- _EXERCISE_
Please render the records as a two-column CSV with the columns "prompt" and "output", one row per record. Put each record's text and its answer in a single quoted field, replacing line breaks with spaces.

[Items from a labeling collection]
↓

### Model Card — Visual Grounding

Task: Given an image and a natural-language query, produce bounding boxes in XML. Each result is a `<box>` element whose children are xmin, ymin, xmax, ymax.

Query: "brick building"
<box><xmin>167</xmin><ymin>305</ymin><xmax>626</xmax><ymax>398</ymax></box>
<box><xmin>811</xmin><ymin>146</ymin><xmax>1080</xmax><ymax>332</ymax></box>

↑

- _EXPECTED ANSWER_
prompt,output
"### Model Card — Visual Grounding Task: Given an image and a natural-language query, produce bounding boxes in XML. Each result is a `<box>` element whose children are xmin, ymin, xmax, ymax. Query: ""brick building""","<box><xmin>167</xmin><ymin>305</ymin><xmax>626</xmax><ymax>398</ymax></box> <box><xmin>811</xmin><ymin>146</ymin><xmax>1080</xmax><ymax>332</ymax></box>"